Start of GIVEN INFORMATION

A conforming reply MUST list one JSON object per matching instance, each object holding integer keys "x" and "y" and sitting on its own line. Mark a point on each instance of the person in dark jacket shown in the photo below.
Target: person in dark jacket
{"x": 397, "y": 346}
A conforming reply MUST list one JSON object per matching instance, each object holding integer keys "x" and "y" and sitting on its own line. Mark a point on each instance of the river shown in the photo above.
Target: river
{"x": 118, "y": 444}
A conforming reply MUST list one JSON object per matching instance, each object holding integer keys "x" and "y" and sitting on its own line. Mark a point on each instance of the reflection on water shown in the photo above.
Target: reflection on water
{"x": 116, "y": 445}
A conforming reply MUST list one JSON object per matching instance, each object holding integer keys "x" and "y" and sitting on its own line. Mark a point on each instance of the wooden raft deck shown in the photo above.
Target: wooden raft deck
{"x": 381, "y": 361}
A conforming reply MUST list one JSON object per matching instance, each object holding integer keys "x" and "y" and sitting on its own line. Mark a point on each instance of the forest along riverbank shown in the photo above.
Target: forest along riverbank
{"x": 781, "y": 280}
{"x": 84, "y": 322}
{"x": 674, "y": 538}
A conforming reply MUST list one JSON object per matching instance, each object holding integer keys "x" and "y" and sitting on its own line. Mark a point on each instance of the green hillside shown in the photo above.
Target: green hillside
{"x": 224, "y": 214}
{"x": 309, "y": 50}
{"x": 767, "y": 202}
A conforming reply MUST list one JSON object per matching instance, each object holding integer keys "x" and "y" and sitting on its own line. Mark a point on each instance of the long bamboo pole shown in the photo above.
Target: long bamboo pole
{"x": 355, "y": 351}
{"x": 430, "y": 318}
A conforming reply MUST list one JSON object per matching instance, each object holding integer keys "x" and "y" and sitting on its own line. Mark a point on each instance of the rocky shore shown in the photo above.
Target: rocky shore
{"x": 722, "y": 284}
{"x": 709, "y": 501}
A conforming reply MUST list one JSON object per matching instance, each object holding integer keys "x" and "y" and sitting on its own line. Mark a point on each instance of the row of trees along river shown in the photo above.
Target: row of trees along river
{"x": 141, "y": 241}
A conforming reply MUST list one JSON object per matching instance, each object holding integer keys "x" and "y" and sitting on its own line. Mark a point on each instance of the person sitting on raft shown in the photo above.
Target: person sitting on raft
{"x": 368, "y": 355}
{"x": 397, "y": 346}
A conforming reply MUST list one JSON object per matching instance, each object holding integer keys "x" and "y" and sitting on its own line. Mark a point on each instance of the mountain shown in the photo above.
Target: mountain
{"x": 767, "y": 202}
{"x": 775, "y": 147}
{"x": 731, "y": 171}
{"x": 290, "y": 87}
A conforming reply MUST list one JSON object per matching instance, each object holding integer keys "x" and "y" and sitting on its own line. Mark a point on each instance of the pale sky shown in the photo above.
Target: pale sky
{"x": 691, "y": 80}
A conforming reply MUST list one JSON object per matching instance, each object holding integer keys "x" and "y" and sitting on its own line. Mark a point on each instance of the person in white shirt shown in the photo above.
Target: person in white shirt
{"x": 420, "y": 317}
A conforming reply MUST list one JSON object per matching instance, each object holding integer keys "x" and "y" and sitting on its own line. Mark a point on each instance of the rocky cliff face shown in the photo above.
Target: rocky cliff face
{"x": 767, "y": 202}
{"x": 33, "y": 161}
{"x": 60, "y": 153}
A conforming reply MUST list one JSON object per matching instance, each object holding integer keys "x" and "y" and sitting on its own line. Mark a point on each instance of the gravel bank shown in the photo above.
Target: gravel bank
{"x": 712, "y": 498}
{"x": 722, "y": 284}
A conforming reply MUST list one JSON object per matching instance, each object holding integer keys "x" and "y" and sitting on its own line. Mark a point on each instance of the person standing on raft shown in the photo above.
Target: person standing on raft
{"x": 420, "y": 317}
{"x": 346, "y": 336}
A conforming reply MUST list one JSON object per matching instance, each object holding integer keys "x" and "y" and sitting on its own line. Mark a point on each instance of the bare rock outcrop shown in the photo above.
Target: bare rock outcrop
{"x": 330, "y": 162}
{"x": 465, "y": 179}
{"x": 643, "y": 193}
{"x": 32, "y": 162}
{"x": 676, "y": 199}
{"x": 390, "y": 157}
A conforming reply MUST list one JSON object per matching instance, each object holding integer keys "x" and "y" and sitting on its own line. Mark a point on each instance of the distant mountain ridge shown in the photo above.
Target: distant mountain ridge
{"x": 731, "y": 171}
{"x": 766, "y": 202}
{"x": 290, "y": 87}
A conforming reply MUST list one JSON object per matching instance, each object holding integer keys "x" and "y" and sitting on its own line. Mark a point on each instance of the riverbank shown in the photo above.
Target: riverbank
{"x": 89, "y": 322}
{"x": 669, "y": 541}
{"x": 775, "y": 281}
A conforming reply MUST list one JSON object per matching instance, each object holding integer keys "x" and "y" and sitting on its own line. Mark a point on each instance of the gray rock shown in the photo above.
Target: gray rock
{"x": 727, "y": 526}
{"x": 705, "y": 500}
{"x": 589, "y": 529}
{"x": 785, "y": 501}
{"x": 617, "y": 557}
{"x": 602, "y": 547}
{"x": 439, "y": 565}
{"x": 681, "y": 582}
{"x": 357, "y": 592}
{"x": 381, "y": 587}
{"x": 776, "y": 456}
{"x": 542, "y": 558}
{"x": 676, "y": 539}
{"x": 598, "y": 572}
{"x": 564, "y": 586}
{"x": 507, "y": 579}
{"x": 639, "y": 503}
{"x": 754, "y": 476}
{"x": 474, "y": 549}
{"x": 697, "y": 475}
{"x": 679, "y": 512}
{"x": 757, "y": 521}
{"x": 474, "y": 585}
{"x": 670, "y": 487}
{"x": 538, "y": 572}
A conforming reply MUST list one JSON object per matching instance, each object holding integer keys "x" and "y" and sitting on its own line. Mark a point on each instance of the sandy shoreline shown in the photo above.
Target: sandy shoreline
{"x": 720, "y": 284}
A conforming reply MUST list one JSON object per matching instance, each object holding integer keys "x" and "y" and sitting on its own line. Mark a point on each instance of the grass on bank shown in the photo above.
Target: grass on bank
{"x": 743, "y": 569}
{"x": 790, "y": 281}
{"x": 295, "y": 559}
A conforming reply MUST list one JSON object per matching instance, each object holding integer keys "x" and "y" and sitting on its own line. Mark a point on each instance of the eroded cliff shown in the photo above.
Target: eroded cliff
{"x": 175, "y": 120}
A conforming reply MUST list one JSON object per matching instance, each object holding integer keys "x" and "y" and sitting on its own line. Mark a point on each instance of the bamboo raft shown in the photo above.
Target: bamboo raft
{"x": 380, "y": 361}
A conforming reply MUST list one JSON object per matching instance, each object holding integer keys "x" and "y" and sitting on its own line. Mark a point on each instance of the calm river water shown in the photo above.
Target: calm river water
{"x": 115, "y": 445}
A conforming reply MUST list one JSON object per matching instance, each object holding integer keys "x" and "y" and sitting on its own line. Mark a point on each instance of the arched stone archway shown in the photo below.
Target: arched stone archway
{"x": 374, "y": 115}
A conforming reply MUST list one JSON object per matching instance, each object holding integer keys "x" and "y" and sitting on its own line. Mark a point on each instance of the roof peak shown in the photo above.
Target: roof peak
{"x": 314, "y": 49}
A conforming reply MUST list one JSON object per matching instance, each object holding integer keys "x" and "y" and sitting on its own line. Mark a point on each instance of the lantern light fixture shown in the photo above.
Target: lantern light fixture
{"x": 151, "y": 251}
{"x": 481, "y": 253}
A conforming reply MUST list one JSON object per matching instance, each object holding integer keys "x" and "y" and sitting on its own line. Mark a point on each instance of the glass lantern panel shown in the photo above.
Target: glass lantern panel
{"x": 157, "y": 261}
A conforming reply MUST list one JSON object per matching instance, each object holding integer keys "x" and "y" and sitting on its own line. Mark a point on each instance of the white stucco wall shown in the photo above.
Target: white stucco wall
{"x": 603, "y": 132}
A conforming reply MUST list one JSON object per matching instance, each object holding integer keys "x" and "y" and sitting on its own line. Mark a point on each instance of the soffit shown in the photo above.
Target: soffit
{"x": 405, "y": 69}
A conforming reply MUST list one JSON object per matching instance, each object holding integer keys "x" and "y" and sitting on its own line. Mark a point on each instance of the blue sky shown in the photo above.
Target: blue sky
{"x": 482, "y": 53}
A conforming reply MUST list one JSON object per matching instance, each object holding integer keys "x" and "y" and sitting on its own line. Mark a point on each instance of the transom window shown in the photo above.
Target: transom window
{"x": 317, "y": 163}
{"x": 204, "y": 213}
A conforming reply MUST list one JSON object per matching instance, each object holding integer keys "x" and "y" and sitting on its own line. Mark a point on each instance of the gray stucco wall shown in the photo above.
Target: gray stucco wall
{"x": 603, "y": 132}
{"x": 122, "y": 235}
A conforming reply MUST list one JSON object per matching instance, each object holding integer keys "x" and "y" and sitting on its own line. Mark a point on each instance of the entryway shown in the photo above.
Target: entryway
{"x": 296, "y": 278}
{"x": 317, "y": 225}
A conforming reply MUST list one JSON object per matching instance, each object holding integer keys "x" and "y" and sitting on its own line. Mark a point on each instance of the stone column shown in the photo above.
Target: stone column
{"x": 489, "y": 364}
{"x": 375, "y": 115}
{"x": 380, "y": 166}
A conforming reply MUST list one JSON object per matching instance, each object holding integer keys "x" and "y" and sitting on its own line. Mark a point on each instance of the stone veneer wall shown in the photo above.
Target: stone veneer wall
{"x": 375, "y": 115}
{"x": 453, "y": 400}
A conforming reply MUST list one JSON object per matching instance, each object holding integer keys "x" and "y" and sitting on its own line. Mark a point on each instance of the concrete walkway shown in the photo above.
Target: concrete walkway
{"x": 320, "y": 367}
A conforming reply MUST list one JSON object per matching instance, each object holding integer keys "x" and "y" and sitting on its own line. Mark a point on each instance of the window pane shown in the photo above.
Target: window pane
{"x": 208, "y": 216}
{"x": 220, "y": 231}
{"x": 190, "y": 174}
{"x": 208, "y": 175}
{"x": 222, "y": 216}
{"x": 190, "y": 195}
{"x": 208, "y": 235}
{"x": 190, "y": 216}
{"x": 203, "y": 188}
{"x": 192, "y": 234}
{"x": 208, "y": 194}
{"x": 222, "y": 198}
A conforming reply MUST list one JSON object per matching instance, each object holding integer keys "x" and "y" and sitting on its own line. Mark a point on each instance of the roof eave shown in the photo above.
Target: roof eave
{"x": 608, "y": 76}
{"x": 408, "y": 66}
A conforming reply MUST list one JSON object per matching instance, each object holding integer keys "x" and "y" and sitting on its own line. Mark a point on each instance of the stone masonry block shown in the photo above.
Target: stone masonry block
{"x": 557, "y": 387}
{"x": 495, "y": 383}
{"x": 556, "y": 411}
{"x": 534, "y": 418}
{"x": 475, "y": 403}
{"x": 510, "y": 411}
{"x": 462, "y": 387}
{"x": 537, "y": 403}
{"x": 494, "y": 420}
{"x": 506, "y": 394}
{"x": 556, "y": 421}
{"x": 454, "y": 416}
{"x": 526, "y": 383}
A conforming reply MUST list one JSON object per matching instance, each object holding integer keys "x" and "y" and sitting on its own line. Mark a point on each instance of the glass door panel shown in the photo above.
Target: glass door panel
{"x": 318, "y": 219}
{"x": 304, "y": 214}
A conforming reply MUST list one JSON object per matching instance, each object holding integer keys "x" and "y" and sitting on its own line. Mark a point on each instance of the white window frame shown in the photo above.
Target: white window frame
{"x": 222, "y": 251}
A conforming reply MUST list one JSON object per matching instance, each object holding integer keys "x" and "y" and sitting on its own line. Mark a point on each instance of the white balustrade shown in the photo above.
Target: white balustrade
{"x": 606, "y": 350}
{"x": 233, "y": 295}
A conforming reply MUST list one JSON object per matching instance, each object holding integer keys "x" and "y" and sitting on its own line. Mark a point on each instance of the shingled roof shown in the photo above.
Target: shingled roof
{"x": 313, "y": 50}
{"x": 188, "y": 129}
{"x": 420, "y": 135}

End of GIVEN INFORMATION

__YOUR INSTRUCTIONS__. Look for the string "below" in the entries above. Copy every line that has it.

__COMPLETED TASK__.
A conforming reply MUST list one JSON object per matching instance, each object holding integer keys "x" and "y" and sitting on its own line. Mark a point on each instance of the person in dark jacket shown in the photo below.
A conforming reply MUST list one JSON object per matching instance, each object holding integer keys "x" and "y" and sitting on its own line. Mark a point on each instance of the arched stone archway shown in the photo below.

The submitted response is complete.